Reproduce word for word the lines of the material below, from the line containing "Check that each instance of the black dress" through the final line of the material, including both.

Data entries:
◆ ◆ ◆ ◆

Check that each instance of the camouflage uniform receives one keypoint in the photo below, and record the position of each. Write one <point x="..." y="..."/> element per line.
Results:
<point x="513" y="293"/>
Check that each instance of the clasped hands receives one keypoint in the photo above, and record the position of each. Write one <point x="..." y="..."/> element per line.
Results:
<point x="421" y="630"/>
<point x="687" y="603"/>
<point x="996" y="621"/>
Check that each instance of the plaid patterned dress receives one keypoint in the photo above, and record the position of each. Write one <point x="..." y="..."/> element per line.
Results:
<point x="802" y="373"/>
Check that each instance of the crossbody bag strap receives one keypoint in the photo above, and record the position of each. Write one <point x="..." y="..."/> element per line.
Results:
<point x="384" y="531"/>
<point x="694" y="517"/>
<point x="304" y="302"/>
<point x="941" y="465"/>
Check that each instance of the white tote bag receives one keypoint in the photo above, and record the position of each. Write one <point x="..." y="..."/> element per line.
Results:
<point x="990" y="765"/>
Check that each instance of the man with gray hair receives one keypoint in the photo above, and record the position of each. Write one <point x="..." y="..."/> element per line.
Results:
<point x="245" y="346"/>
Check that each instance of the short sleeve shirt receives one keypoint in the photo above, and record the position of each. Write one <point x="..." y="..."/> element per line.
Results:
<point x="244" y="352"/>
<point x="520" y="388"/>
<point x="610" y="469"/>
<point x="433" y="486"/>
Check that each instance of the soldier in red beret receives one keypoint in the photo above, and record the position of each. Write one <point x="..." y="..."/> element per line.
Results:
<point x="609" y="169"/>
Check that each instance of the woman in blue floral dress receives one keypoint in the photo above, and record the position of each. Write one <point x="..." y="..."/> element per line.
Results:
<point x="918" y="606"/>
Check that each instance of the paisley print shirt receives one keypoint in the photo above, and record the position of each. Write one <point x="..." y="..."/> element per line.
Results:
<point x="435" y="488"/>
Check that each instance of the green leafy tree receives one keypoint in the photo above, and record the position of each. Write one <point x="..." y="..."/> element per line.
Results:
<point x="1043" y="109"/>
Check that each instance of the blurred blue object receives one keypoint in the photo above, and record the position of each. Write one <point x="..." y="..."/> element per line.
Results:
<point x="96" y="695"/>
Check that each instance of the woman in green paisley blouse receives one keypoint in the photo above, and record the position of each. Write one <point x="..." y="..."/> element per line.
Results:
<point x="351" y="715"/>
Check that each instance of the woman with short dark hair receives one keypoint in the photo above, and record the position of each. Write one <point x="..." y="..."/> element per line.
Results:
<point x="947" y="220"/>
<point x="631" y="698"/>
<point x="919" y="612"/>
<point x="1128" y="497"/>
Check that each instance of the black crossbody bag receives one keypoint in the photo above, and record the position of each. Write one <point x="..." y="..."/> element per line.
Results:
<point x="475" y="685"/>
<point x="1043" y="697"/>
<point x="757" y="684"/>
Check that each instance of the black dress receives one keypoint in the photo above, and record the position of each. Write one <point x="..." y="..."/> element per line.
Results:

◆ ◆ ◆ ◆

REPLY TO THE EXERCISE:
Check that each instance of the black dress receives one keypoint in the photo above, and record the position of each. Write one <point x="..." y="..."/> element per line.
Results:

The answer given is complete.